Can you copy everything from "I think part" down to "possible from myself." in the parenting text below, substituting "nanny" for "babysitter"?

### TEXT FOR ANALYSIS
______

I have two kids (also without pain relief during my labor, although my labors were very short)... thought I'd have more after med school before I had the second... now I'm pretty sure I'm done. I will willingly place myself among those who claim to be to selfish to have children - I just didn't realize it until I had a second child. I love everything about my first child - and love everything about my second child, but am having a very hard time maintaining saintliness when I have them both at the same time.
I think part of the problem is that I don't have much outside help. My husband is a great helper, but we don't have family in town and don't really have a babysitter either.
Another problem is probably that I expect too much from myself, many recent discussion with other parents have made me realize that many mothers experience guilt about their parenting and also make a lot of the mistakes that I do. I had fantastic parents and perhaps expect more than is possible from myself.

______

### DATA
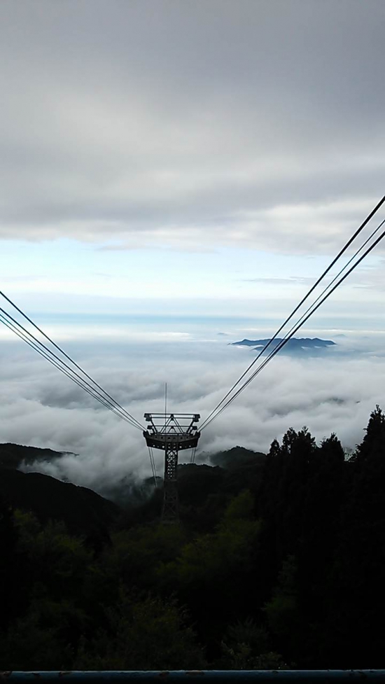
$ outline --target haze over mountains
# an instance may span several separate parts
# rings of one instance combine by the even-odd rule
[[[263,356],[270,354],[282,342],[282,337],[276,337],[270,343],[268,348],[263,352]],[[255,351],[260,351],[270,338],[263,340],[241,340],[240,342],[232,342],[233,347],[251,347]],[[280,354],[294,354],[299,356],[317,356],[323,354],[330,347],[335,346],[336,342],[331,340],[321,340],[319,337],[291,337],[280,349]]]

______

### RESULT OF THE TASK
I think part of the problem is that I don't have much outside help. My husband is a great helper, but we don't have family in town and don't really have a nanny either.
Another problem is probably that I expect too much from myself, many recent discussion with other parents have made me realize that many mothers experience guilt about their parenting and also make a lot of the mistakes that I do. I had fantastic parents and perhaps expect more than is possible from myself.